▶ **GOAL OF THE EXERCISE**:
Gather every line below that contains the string "jacket". Matching is case-sensitive.

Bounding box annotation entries
++++

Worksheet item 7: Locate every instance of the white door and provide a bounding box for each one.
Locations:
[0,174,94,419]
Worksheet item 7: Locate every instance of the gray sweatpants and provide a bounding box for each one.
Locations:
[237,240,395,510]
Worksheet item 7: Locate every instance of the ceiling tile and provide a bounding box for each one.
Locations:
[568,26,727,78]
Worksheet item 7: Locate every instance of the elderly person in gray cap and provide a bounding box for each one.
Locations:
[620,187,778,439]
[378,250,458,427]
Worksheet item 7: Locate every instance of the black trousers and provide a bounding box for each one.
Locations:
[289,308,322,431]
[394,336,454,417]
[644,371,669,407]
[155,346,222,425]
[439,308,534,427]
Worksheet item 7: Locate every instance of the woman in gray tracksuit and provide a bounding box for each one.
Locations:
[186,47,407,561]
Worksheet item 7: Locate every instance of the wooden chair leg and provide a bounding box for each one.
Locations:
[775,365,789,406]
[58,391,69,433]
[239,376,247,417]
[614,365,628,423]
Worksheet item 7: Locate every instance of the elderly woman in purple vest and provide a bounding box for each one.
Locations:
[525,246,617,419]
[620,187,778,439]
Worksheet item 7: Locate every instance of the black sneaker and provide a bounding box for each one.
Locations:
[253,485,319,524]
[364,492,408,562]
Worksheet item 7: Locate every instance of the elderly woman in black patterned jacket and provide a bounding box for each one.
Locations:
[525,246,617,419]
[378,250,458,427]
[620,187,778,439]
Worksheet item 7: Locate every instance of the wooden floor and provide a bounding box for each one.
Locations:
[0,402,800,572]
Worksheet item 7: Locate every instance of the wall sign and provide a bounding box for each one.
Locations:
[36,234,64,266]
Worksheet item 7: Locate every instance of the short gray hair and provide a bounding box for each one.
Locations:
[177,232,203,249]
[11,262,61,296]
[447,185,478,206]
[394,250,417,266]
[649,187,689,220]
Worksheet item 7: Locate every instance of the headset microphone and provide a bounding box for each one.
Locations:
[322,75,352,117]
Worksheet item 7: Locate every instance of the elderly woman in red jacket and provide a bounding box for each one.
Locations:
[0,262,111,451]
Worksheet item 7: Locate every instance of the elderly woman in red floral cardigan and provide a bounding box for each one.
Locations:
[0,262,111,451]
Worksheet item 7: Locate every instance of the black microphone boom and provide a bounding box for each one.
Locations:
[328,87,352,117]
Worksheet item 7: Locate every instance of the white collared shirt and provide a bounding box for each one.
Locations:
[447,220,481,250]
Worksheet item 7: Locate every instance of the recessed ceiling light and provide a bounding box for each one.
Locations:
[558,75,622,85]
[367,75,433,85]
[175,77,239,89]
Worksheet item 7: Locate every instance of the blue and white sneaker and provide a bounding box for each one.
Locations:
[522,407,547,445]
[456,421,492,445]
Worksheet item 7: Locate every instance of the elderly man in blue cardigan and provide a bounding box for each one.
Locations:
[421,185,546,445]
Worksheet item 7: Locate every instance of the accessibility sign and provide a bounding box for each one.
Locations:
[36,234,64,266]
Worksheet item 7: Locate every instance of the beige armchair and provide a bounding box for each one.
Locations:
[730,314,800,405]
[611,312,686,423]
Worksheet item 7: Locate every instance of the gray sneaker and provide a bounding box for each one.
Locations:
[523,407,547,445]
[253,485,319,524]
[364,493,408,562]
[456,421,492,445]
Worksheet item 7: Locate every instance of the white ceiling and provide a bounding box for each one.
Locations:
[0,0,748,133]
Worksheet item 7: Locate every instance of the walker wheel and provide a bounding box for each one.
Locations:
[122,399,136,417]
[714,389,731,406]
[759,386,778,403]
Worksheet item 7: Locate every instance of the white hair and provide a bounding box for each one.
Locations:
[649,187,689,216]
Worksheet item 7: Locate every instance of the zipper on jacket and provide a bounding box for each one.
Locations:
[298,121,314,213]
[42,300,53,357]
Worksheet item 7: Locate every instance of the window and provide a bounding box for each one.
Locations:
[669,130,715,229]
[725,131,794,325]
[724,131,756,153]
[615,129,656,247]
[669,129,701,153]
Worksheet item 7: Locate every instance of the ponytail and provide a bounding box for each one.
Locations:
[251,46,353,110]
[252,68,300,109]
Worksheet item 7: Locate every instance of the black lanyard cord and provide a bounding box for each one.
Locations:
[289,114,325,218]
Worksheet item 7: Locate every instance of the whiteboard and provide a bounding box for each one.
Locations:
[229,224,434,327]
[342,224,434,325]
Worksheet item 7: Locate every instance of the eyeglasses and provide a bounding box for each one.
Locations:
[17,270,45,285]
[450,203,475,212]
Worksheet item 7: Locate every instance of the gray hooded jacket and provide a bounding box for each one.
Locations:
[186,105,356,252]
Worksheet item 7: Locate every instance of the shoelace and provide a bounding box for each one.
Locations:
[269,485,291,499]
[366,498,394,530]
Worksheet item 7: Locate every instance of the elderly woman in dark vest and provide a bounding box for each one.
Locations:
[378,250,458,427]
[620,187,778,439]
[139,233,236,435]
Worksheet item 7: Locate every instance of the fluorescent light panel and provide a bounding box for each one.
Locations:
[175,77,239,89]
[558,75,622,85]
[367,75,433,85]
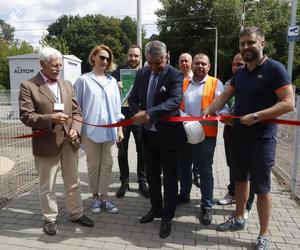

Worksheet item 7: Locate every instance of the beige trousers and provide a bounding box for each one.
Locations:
[34,141,83,222]
[82,135,114,194]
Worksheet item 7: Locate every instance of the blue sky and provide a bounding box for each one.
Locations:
[0,0,161,46]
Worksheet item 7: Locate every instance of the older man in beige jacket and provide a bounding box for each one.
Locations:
[19,48,94,235]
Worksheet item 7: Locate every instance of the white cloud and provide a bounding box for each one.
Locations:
[0,0,161,46]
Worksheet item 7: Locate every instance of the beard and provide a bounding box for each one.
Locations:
[241,49,258,62]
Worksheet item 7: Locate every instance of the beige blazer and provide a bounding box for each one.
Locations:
[19,73,82,157]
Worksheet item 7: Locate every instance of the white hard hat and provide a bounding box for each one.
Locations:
[183,121,205,144]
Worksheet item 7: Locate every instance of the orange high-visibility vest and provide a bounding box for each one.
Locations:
[180,76,218,137]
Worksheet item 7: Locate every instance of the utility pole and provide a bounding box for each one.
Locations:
[136,0,143,63]
[288,0,300,197]
[204,26,218,77]
[241,0,246,31]
[287,0,297,80]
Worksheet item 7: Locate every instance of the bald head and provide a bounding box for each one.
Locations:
[231,53,245,74]
[178,53,193,77]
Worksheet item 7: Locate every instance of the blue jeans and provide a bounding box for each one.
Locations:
[179,138,216,209]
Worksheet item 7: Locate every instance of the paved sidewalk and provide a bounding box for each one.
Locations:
[0,129,300,250]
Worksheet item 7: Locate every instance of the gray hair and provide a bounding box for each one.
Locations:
[39,47,62,62]
[145,40,167,58]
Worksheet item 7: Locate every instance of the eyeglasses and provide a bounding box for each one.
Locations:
[99,56,110,63]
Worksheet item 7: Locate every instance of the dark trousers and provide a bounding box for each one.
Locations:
[142,130,178,220]
[178,137,216,209]
[117,125,146,183]
[224,125,255,210]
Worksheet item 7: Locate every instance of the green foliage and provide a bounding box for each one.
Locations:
[0,40,33,89]
[151,0,300,81]
[40,36,70,55]
[0,19,15,42]
[44,15,141,72]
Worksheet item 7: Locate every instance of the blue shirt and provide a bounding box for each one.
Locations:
[231,58,291,138]
[74,72,124,143]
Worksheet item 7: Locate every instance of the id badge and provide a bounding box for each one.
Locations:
[53,103,64,111]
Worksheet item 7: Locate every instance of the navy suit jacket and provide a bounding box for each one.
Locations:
[128,64,187,148]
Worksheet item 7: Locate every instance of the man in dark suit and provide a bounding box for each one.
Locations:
[19,48,94,235]
[128,41,186,238]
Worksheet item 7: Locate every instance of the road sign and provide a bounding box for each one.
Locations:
[287,26,299,42]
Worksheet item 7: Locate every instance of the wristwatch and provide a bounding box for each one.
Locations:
[252,113,259,122]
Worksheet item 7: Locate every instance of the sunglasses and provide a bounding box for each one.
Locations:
[99,56,110,63]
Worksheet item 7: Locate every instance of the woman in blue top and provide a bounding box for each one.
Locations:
[74,45,123,213]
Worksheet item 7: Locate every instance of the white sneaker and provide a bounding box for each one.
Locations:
[218,193,235,205]
[102,200,119,214]
[91,199,101,214]
[244,209,251,221]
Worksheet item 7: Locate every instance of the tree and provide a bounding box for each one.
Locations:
[44,15,141,72]
[155,0,300,81]
[40,36,70,55]
[0,19,15,42]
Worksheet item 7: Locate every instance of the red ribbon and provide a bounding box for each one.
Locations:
[0,115,300,139]
[0,130,47,140]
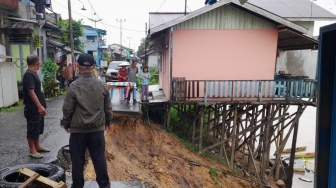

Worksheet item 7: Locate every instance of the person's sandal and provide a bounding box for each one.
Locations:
[37,148,50,153]
[28,153,43,159]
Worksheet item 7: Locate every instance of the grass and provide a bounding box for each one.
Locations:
[0,100,24,113]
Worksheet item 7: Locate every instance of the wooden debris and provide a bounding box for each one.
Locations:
[19,168,67,188]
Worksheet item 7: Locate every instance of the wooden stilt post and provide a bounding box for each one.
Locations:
[198,105,204,151]
[230,104,238,168]
[271,104,286,180]
[191,105,199,144]
[286,105,303,187]
[166,104,171,127]
[260,105,270,183]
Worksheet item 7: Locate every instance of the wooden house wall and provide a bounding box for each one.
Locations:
[160,5,278,98]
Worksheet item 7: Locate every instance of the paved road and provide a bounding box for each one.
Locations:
[0,96,144,188]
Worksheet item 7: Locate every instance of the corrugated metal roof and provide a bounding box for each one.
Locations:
[247,0,336,21]
[1,22,34,29]
[150,0,307,35]
[149,12,184,29]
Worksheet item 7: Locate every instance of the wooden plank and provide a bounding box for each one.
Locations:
[19,168,67,188]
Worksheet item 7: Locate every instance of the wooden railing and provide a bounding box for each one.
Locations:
[173,78,317,102]
[0,0,19,10]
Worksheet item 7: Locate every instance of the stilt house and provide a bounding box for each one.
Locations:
[147,0,330,187]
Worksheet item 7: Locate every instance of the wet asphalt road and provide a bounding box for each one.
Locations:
[0,96,69,169]
[0,96,145,188]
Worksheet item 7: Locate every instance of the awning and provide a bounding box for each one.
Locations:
[1,22,35,29]
[47,39,83,54]
[278,28,318,50]
[63,46,83,54]
[47,39,65,48]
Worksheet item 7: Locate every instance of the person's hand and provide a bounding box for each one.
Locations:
[65,128,70,133]
[37,106,47,116]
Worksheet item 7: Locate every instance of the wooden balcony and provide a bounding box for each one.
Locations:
[0,0,19,10]
[172,78,317,105]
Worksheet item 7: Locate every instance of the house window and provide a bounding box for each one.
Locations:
[86,36,95,42]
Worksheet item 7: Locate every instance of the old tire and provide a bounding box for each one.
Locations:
[0,163,65,188]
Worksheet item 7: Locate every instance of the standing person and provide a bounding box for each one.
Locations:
[118,62,129,100]
[61,54,112,188]
[140,66,152,102]
[22,55,50,158]
[118,63,129,82]
[126,59,138,103]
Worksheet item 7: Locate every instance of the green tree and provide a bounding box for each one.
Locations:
[58,20,84,52]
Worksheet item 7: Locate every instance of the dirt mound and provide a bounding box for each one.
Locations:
[84,115,254,188]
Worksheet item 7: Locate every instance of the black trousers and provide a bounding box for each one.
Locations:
[69,131,110,188]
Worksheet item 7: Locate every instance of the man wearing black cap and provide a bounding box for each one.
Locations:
[61,54,112,188]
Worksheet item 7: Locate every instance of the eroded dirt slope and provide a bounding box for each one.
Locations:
[85,115,253,188]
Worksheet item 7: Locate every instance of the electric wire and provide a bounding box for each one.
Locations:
[53,1,144,32]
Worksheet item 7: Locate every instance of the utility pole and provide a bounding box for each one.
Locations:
[127,37,133,49]
[144,23,147,66]
[68,0,76,79]
[116,19,126,46]
[184,0,187,15]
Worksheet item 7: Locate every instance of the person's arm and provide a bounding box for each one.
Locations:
[103,83,113,130]
[28,88,47,116]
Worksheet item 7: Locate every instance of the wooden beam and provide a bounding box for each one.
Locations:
[19,168,67,188]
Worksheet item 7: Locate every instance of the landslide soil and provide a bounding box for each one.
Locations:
[84,115,255,188]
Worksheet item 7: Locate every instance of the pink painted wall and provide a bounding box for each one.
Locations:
[160,29,278,98]
[159,30,170,100]
[173,29,278,80]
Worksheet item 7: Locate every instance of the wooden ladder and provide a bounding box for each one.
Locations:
[19,168,67,188]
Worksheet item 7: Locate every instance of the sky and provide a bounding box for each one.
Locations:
[52,0,336,50]
[52,0,205,50]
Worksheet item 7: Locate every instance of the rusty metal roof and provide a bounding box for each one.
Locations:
[1,22,34,29]
[149,12,184,29]
[247,0,336,21]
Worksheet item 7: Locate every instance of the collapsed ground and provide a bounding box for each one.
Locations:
[84,115,256,188]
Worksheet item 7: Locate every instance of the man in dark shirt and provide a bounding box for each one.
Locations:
[22,55,50,158]
[61,54,112,188]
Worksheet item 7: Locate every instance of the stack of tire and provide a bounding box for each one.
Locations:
[0,163,65,188]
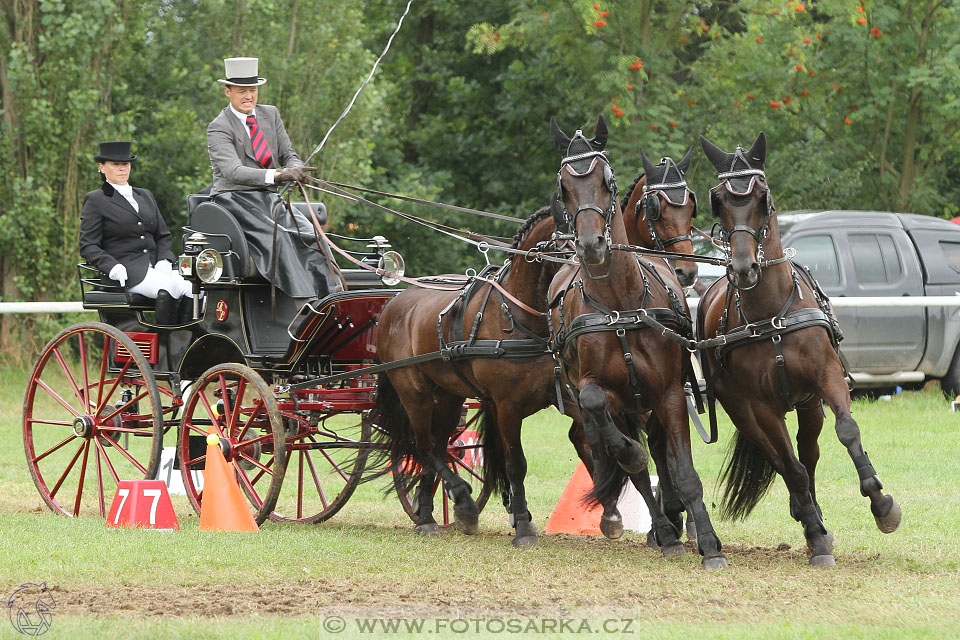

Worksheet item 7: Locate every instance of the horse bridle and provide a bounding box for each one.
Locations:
[634,158,697,251]
[553,136,617,280]
[710,147,790,291]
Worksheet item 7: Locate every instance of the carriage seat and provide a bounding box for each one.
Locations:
[187,194,260,278]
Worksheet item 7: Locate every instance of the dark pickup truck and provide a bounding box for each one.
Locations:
[778,211,960,398]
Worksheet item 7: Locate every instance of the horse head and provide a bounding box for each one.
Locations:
[700,131,775,289]
[550,116,618,266]
[623,147,697,287]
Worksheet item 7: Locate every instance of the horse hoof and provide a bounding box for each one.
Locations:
[810,553,837,568]
[873,496,903,533]
[703,553,730,571]
[600,514,623,540]
[414,522,440,538]
[510,536,540,549]
[647,529,660,549]
[807,531,834,558]
[453,498,480,536]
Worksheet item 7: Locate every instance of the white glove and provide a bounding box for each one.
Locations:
[107,263,127,287]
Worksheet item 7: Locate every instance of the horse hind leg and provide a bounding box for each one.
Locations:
[834,411,901,533]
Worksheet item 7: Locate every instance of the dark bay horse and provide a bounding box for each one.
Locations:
[373,207,576,546]
[549,118,727,568]
[570,147,697,555]
[697,132,900,566]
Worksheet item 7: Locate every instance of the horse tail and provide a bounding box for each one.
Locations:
[477,400,510,496]
[720,431,777,520]
[583,420,645,506]
[363,372,417,484]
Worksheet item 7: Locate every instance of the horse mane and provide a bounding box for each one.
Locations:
[510,207,550,249]
[620,171,646,211]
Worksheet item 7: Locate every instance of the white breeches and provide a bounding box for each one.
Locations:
[128,267,193,299]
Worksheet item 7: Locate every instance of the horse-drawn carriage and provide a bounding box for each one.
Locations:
[23,192,482,522]
[18,118,900,568]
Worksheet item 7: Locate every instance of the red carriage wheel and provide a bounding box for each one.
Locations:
[23,322,163,517]
[177,362,286,524]
[393,403,490,528]
[270,412,372,523]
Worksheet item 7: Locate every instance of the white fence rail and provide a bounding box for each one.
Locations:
[0,295,960,314]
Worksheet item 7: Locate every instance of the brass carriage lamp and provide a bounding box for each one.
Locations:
[364,236,406,287]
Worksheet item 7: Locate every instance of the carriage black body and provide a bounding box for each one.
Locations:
[24,195,484,522]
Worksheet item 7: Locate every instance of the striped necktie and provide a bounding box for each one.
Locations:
[247,113,273,169]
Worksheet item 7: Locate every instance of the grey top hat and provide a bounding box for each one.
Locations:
[217,58,267,87]
[93,141,137,162]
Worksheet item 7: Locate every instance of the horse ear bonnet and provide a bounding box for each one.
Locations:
[603,164,617,193]
[550,193,570,238]
[640,193,662,222]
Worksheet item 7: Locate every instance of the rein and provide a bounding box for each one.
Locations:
[292,185,544,316]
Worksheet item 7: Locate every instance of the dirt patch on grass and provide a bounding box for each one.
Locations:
[49,536,829,620]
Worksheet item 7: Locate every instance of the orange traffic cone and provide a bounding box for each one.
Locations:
[546,462,603,536]
[200,426,260,531]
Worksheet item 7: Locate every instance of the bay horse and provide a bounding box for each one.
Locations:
[697,132,901,566]
[372,207,577,547]
[570,146,698,556]
[549,117,727,569]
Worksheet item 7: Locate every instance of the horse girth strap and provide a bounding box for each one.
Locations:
[554,308,691,347]
[697,308,831,360]
[440,338,550,362]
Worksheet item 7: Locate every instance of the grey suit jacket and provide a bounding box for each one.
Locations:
[207,104,303,195]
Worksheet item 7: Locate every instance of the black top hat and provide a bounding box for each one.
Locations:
[93,141,137,162]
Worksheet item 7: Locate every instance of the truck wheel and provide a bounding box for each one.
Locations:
[940,347,960,400]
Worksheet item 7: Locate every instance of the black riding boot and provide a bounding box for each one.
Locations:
[154,289,177,327]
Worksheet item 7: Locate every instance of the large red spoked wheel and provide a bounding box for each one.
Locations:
[393,403,490,528]
[23,322,163,517]
[270,412,372,523]
[178,362,286,524]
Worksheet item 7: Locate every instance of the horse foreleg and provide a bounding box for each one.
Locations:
[497,406,537,547]
[824,380,901,533]
[413,467,440,536]
[630,414,687,558]
[655,384,729,569]
[567,418,623,540]
[580,381,648,474]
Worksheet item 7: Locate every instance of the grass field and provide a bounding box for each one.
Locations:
[0,360,960,639]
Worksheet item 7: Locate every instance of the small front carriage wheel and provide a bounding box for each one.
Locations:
[23,322,163,517]
[177,362,286,524]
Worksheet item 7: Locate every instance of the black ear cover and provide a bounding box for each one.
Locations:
[550,193,570,233]
[603,164,617,193]
[643,193,661,222]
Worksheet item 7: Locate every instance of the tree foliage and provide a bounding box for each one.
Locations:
[0,0,960,356]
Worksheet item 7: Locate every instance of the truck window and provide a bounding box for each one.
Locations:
[790,235,840,285]
[940,240,960,271]
[850,233,903,284]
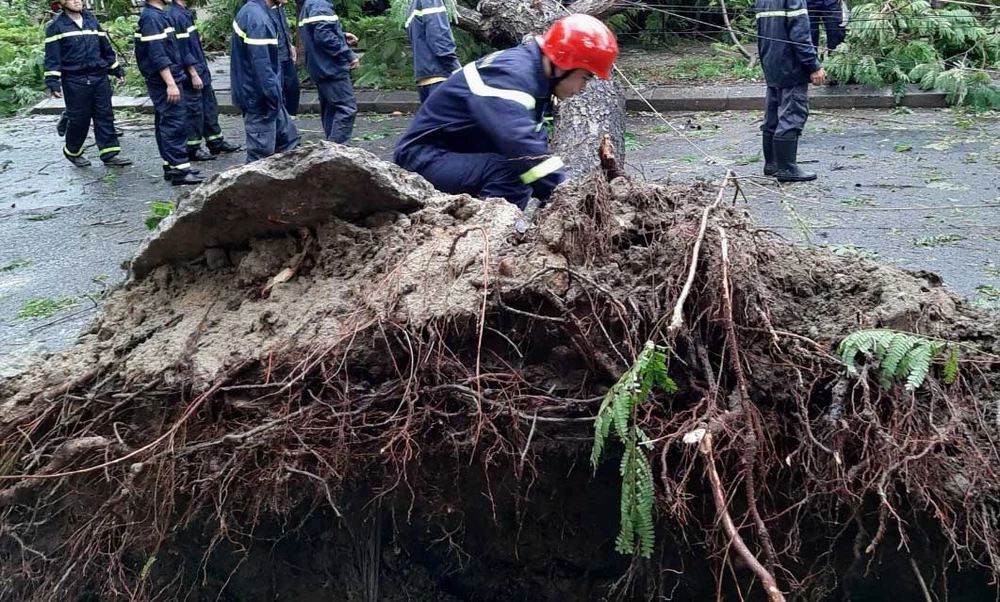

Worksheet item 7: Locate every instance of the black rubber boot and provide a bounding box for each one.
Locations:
[761,133,778,176]
[104,155,132,167]
[208,140,243,155]
[774,134,816,182]
[63,153,90,167]
[170,172,205,186]
[188,146,215,161]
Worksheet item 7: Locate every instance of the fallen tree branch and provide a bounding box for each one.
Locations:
[698,432,785,602]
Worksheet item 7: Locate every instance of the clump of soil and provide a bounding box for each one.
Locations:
[0,146,1000,602]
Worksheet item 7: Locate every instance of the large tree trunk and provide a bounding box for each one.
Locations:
[458,0,625,175]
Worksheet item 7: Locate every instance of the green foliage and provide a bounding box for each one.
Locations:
[144,201,174,230]
[0,2,45,117]
[17,297,76,319]
[824,0,1000,110]
[837,329,958,391]
[590,342,677,558]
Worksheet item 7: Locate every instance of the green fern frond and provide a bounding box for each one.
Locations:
[837,329,958,391]
[590,342,677,558]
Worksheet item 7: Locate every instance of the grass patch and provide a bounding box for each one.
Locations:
[17,297,76,320]
[25,211,59,222]
[913,234,964,247]
[143,201,174,230]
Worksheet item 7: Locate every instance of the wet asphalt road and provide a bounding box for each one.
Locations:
[0,110,1000,366]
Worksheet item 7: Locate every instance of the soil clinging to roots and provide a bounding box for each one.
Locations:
[0,149,1000,602]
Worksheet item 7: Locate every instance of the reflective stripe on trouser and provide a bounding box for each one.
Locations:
[281,59,299,115]
[417,80,446,104]
[146,81,190,174]
[243,105,299,163]
[399,146,531,209]
[62,74,121,161]
[760,84,809,137]
[316,74,358,144]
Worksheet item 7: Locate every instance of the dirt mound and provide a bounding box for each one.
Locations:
[0,146,1000,602]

++++

▶ **ANSWER**:
Worksheet item 7: Locate every instance of the elderly woman in black patterned jacket and provide a bounding box for each one.
Worksheet item 7: Locate every instance of the elderly woman in red jacket and provide a bounding box for each one.
Worksheet item 7: Locate every instance of the zipper on jacket and provide a bounding box for each one.
Worksheet item 7: Locate every instance of the gray hooded jacket and provide a bounding box for each one.
Worksheet item 7: Locate every instance of the older man in beige jacket and provide a bounding box for each one.
Worksheet item 7: Locate every instance of the navy suit jacket and provide a bounding box for each one.
Worksheet item 7: Locate every instance of the grey suit jacket and provide a bounding box for each one.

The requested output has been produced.